What to produce: What is needed is the number of lines in the data below that include "shrub", stated by itself.

--- START ---

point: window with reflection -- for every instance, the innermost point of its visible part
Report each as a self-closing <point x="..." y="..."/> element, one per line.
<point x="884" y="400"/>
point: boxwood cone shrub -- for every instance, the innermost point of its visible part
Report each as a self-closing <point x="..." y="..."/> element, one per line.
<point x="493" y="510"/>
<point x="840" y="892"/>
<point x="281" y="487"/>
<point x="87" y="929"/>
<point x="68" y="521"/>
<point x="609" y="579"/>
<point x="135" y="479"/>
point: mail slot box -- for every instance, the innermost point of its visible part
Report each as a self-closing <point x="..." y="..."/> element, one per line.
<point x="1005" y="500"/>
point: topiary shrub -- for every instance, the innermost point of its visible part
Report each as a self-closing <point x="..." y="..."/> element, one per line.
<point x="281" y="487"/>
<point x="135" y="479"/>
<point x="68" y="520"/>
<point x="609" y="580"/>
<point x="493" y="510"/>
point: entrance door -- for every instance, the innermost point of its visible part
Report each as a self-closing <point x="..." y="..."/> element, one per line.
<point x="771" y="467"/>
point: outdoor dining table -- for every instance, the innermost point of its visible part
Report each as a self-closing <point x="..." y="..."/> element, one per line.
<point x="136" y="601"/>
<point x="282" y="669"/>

--- END ---
--- START ---

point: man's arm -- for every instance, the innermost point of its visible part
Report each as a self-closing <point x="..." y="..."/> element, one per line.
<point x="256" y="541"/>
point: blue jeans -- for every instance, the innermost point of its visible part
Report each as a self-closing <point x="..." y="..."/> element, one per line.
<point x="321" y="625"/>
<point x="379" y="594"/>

--- END ---

Reply: 2